# Quoted passage:
##############################

Of course IF you do make a report & it's acted on, you're at risk of retaliation...ie your neighbors reporting you every time your dogs bark, whine, crap or look their way. Report, YES! But be especially vigilant regarding your pack's behavior & NEVER let them out unsupervised. (Those vile enough to fight dogs could easily be nasty enough to poison them)


----------



## DianaM (Jan 5, 2006)

> QuoteThose vile enough to fight dogs could easily be nasty enough to poison them)


Wouldn't hurt to start walking the yard every day, checking for "fallen treats." Watch your back. Do you have some good neighbors? Wouldn't hurt to discuss some of this with them (at your discretion), that way there are more pairs of eyes watching. 

As much as I despise them, I think mailing a video to PETA wouldn't be a bad idea. They're rabid about this sort of thing, after all. If anyone can make a stink, PETA can. EDIT: ESPECIALLY if you also tell PETA that your local officials ignored this. PETA would be all over this like fur on an Old English.


----------



## StGeorgeK9 (Jan 5, 2008)

You know Diane I usually despise PETA too, but this may be a good use for them. I think what is needed here is a little shake up. and PETA could sure enough do that!!


----------



## JanH (Jan 21, 2007)

I will not go the PeTA route - my own dogs come first and with a show dog that's just not an option Good point about walking the yard. The dog didn't bite the legs of the other dog - he was nipping the hands and legs of the handler! 

I took a deep breath and advised the owner of the property we're both buying from. "So - they can do whatever they want with their dog." I was stunned and said it is a felony if it goes that far. "I can't do anything about that...it's not my problem." So there is zero backup there. 

And as the complaint from people with a grudge - I know that's how it will be portrayed - and that isn't the case. I'm not cold enough to condemn two dogs that haven't yet done anything wrong to death because of people disagreements. 

I do have a good neighbor - across the street. He's a detective and small town politics come into play - it'd put him in a bad situation too with work/home too close together. I'm riding harder on my dogs than ever before as for behavior and all. 

Will need to work on the proof thing...and watch especially hard that my three little canine "snitches" stay up on the deck. Am looking at some ideas and trying to hopefully get those dogs out alive and legal or at least change their behavior towards the dogs, which I don't hold a lot of hope for.

##############################

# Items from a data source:
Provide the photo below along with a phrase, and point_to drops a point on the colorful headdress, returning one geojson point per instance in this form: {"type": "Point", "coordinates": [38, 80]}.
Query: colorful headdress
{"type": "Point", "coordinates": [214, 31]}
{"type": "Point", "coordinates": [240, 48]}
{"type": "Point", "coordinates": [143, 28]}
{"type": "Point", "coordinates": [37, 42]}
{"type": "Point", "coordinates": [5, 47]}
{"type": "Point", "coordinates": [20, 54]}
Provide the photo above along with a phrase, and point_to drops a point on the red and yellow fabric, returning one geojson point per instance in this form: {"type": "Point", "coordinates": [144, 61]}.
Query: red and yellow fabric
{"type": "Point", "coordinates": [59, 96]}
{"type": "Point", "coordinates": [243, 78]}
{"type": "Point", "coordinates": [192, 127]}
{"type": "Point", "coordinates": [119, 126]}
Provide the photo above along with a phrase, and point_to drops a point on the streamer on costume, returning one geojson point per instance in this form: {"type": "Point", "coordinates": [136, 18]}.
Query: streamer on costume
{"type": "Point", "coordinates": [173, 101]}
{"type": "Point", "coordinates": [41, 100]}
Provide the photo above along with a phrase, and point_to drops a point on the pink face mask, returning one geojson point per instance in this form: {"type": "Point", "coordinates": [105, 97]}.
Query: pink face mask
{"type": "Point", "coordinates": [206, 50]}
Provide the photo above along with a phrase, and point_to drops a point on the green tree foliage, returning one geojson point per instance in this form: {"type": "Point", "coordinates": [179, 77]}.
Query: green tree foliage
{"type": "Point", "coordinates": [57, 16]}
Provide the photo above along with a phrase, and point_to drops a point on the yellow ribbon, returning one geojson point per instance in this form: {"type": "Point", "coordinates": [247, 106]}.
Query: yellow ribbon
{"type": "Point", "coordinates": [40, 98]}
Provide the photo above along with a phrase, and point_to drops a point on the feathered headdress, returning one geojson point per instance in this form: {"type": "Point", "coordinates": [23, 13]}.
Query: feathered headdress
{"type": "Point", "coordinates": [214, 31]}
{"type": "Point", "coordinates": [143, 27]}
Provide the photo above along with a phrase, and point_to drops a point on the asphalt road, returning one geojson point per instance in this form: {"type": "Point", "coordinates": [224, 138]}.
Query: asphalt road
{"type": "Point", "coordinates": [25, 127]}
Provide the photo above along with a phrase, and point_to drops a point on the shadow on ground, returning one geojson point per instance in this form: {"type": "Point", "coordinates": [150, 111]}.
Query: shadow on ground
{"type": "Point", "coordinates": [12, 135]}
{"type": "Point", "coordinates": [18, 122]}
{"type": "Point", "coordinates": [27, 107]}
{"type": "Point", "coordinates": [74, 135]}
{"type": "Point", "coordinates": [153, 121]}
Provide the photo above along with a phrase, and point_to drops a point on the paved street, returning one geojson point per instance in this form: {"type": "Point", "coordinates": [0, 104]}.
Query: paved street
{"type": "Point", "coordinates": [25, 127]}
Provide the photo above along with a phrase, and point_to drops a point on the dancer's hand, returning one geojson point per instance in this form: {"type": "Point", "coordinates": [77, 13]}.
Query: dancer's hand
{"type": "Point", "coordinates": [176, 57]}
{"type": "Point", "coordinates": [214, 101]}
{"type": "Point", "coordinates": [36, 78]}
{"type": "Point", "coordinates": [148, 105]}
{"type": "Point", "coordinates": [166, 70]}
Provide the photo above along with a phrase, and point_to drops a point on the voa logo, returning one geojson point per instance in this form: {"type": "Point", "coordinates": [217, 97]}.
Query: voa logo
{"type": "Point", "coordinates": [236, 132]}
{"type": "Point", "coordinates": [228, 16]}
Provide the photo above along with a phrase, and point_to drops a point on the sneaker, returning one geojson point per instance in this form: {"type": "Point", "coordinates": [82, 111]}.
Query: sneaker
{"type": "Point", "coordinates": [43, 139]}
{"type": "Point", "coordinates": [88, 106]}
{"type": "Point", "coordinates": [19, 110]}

##############################

# Work to do:
1. In the forum thread about the neighbors' dogs, what does JanH say the good neighbor across the street does for work?
2. Rewrite the passage of the forum thread about the neighbors' dogs that opens with the words containing "## StGeorgeK9 (Jan" and closes with "zero backup there.", swapping "handler" for "trainer".
3. Write the next part of the forum thread about the neighbors' dogs, picking up after its last sentence.

# Results for the exercise:
1. He is a detective.

2.
## StGeorgeK9 (Jan 5, 2008)

You know Diane I usually despise PETA too, but this may be a good use for them. I think what is needed here is a little shake up. and PETA could sure enough do that!!


----------



## JanH (Jan 21, 2007)

I will not go the PeTA route - my own dogs come first and with a show dog that's just not an option Good point about walking the yard. The dog didn't bite the legs of the other dog - he was nipping the hands and legs of the trainer! 

I took a deep breath and advised the owner of the property we're both buying from. "So - they can do whatever they want with their dog." I was stunned and said it is a felony if it goes that far. "I can't do anything about that...it's not my problem." So there is zero backup there.

3.
It just absolutely blows my mind someone can be informed the seriousness of it and think "so what". I **SO** do not understand this state. Don't drink beer on Sunday but fight your dogs in the back yard and we can't stop it. sorry - sarcasm slipping out.


----------



## Qyn (Jan 28, 2005)

If this was me .. as soon as I saw this, I would have started recording it on a camera, phone etc. Then, I would have yelled "WTF do you think you are doing? I have evidence of what you are doing and it's going to the police especially if anything happens to any of those dogs." I've done this with much less serious behaviour. I have been threatened and given the finger for objecting to behaviour like this and while I know that Australia is not yet quite as prone to the retaliatary violence prevalent in the US, it has always stopped that behaviour. I admit it probably still goes on but certainly not in areas I can observe and play a part in stopping.

I guess I have got to the age (>40 &< 50) that my own mortality is not of a major concern to me, especially when it does not affect my loved ones. So, now I iterate what I feel and I'm not going to accept bad behaviour from anyone without taking a stand. Most of the people who treat animals in this way are cowards and will back off when there are known consequences. If they don't, I am willling to pay the price for letting them know that I (at least) will not let that behaviour continue when I know it is occuring.


----------



## big_dog7777 (Apr 6, 2004)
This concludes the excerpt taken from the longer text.